**** DATA EXCERPTS ****

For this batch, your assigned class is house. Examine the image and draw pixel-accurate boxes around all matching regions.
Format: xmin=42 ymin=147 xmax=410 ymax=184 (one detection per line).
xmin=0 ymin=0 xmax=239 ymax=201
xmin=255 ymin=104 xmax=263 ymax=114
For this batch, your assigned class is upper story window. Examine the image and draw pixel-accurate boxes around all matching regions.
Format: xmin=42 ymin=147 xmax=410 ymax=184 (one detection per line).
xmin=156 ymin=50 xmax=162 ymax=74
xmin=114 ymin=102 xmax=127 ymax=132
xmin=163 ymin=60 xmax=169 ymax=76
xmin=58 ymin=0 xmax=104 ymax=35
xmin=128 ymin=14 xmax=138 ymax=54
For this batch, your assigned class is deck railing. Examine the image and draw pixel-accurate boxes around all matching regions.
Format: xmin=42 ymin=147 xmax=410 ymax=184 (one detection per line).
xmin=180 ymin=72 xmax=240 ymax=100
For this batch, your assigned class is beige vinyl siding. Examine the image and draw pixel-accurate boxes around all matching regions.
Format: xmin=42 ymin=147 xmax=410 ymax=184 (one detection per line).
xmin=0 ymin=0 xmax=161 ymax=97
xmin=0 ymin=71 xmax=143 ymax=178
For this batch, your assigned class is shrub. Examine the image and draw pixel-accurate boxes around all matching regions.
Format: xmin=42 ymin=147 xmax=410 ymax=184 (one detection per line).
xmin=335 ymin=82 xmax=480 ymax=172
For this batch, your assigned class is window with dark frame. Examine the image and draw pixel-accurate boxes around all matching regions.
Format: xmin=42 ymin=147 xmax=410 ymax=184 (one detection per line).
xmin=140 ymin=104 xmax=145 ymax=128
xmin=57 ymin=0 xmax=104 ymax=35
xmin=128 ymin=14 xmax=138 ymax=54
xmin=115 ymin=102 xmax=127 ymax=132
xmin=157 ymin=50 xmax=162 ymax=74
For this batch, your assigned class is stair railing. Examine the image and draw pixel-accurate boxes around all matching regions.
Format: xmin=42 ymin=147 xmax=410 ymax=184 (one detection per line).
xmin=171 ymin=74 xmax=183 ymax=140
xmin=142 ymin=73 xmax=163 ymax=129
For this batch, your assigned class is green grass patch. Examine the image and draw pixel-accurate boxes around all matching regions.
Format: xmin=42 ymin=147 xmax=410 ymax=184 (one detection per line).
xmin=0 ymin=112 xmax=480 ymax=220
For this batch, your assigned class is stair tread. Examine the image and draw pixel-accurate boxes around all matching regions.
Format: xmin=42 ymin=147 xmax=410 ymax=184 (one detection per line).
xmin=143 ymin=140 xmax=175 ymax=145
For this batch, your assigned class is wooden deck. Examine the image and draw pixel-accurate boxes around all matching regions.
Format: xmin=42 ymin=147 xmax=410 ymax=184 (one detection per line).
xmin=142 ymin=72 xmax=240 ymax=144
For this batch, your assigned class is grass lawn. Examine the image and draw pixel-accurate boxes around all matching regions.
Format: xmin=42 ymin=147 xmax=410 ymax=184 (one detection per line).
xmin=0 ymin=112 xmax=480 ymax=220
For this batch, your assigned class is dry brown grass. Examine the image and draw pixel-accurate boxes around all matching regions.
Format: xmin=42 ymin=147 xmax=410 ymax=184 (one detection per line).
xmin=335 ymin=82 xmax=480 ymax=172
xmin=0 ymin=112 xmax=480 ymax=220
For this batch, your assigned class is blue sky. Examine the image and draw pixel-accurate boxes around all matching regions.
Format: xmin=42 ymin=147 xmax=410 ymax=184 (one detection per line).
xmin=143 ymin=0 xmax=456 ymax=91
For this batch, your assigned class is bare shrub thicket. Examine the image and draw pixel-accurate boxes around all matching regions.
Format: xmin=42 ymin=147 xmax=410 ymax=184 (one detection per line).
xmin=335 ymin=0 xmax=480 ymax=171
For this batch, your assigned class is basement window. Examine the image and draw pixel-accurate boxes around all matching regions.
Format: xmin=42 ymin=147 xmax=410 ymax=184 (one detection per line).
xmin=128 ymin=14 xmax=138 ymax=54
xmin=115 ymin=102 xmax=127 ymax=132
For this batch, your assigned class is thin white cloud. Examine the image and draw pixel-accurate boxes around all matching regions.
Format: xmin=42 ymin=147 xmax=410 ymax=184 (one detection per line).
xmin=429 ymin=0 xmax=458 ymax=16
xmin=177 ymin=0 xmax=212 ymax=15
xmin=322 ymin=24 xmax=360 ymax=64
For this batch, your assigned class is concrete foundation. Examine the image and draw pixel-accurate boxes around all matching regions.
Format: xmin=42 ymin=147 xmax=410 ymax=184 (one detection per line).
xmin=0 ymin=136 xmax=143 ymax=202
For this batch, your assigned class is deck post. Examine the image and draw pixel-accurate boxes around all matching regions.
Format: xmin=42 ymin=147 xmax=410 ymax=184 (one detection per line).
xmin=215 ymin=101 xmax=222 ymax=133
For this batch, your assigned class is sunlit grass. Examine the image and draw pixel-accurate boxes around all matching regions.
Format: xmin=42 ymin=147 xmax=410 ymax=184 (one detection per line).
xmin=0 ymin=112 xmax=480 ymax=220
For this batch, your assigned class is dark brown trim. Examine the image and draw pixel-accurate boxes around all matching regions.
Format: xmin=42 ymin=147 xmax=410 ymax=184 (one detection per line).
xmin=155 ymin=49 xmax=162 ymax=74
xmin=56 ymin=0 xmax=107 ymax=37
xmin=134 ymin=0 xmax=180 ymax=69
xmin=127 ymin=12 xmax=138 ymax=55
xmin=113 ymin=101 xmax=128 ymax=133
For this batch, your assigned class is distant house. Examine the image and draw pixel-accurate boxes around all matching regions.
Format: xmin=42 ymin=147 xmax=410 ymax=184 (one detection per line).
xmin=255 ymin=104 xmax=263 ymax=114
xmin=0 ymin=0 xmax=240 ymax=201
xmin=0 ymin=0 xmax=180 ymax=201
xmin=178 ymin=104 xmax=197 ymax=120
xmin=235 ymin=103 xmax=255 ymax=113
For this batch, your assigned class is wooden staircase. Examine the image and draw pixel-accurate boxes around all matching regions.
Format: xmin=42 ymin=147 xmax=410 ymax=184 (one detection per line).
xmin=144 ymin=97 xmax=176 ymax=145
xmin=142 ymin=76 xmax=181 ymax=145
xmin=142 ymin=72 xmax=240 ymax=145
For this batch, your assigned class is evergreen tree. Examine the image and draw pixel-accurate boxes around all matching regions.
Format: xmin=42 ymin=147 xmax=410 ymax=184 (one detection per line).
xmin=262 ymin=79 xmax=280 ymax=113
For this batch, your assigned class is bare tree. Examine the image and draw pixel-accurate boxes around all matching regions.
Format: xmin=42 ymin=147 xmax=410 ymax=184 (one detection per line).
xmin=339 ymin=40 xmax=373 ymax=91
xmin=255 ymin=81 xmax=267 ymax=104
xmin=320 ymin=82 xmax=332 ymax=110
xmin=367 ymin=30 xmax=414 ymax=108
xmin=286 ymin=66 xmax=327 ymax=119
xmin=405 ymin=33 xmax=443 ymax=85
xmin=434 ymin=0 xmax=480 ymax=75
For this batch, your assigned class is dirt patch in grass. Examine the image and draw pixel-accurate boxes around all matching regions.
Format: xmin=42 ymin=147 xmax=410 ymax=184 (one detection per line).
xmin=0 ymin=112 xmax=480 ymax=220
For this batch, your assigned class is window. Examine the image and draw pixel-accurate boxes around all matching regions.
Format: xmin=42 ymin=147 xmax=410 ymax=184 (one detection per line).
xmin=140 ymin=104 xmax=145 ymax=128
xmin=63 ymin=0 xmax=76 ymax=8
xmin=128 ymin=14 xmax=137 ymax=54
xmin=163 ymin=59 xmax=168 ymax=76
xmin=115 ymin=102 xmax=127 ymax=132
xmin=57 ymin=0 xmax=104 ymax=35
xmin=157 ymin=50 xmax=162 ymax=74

****

WRITTEN EXERCISE: Please arrange the material as a Markdown table with columns named Row and Line, starting with the line containing "For this batch, your assigned class is dry" and going on through the line containing "xmin=143 ymin=0 xmax=456 ymax=91". Number each line in Row, put the line itself in Line, and leave out any blank lines.

SOLVED PROBLEM:
| Row | Line |
|---|---|
| 1 | For this batch, your assigned class is dry brown grass. Examine the image and draw pixel-accurate boxes around all matching regions. |
| 2 | Format: xmin=42 ymin=147 xmax=410 ymax=184 (one detection per line). |
| 3 | xmin=335 ymin=82 xmax=480 ymax=172 |
| 4 | xmin=0 ymin=112 xmax=480 ymax=220 |
| 5 | For this batch, your assigned class is blue sky. Examine the image and draw pixel-accurate boxes around all matching regions. |
| 6 | Format: xmin=42 ymin=147 xmax=410 ymax=184 (one detection per line). |
| 7 | xmin=143 ymin=0 xmax=456 ymax=91 |